▶ _Task statement_
Restate the records that follow. Every word must match.

(Dataset entries)
===============

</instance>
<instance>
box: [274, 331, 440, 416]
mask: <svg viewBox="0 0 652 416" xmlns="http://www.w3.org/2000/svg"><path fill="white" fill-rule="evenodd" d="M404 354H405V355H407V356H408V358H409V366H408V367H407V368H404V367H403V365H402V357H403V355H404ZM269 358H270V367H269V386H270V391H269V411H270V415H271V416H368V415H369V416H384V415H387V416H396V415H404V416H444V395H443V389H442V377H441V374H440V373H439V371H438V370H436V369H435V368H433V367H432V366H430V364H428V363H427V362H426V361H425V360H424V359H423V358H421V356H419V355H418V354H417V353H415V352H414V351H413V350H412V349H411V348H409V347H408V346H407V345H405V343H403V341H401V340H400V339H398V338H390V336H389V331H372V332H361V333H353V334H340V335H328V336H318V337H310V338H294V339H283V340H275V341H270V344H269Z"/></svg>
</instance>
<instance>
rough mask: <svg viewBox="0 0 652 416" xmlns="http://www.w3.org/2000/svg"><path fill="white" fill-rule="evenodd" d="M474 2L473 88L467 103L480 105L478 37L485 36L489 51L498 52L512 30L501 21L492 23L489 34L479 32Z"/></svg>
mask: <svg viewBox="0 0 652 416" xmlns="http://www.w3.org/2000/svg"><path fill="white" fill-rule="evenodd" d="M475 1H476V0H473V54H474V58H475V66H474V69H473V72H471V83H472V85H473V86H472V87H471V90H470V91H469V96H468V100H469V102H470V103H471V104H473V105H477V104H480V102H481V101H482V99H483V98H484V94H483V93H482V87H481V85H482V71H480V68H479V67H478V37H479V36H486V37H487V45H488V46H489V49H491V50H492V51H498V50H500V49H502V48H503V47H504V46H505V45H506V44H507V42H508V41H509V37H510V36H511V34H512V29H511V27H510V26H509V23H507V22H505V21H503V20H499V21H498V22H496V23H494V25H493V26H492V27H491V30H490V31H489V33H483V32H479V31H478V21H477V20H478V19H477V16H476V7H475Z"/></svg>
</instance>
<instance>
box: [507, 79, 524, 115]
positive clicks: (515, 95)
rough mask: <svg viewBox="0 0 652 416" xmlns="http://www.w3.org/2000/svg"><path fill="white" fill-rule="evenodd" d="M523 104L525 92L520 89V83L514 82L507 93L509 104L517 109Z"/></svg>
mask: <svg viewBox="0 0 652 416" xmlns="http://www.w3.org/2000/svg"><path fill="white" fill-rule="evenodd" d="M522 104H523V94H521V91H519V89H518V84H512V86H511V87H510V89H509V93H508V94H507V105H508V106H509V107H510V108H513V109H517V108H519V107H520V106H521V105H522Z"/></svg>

===============

▶ _Exercise result_
</instance>
<instance>
box: [274, 331, 440, 416]
mask: <svg viewBox="0 0 652 416" xmlns="http://www.w3.org/2000/svg"><path fill="white" fill-rule="evenodd" d="M404 354H405V355H407V356H408V358H409V366H408V367H407V368H404V367H403V365H402V357H403V355H404ZM269 358H270V367H269V386H270V391H269V411H270V415H271V416H368V415H369V416H384V415H387V416H396V415H404V416H444V395H443V389H442V377H441V374H440V373H439V371H438V370H436V369H435V368H433V367H432V366H430V364H428V363H427V362H426V361H425V360H424V359H423V358H421V356H419V355H418V354H417V353H415V352H414V351H413V350H412V349H411V348H409V347H408V346H407V345H405V343H403V341H401V340H400V339H398V338H390V336H389V331H372V332H361V333H353V334H340V335H328V336H318V337H310V338H294V339H283V340H275V341H270V344H269Z"/></svg>
</instance>
<instance>
rough mask: <svg viewBox="0 0 652 416" xmlns="http://www.w3.org/2000/svg"><path fill="white" fill-rule="evenodd" d="M474 2L473 88L467 103L480 105L478 37L485 36L489 51L498 52L512 30L501 21L492 23L489 34L479 32Z"/></svg>
mask: <svg viewBox="0 0 652 416" xmlns="http://www.w3.org/2000/svg"><path fill="white" fill-rule="evenodd" d="M475 1H476V0H473V54H474V58H475V66H474V69H473V72H471V83H472V85H473V86H472V87H471V90H470V91H469V96H468V100H469V102H470V103H471V104H473V105H477V104H480V102H481V101H482V99H483V98H484V94H483V93H482V87H481V85H482V71H480V68H479V67H478V37H479V36H486V37H487V45H488V46H489V49H491V50H492V51H498V50H500V49H502V48H503V47H504V46H505V45H506V44H507V42H508V41H509V37H510V36H511V34H512V29H511V27H510V26H509V23H507V22H505V21H503V20H499V21H498V22H496V23H494V25H493V26H492V27H491V30H490V31H489V33H483V32H479V31H478V21H477V20H478V19H477V16H476V7H475Z"/></svg>
</instance>
<instance>
box: [507, 79, 524, 115]
positive clicks: (515, 95)
rough mask: <svg viewBox="0 0 652 416" xmlns="http://www.w3.org/2000/svg"><path fill="white" fill-rule="evenodd" d="M523 104L525 92L520 89V83L514 82L507 93L509 104L517 109Z"/></svg>
mask: <svg viewBox="0 0 652 416" xmlns="http://www.w3.org/2000/svg"><path fill="white" fill-rule="evenodd" d="M522 104H523V94H521V91H519V89H518V84H512V86H511V87H510V89H509V93H508V94H507V105H508V106H509V107H510V108H513V109H517V108H519V107H520V106H521V105H522Z"/></svg>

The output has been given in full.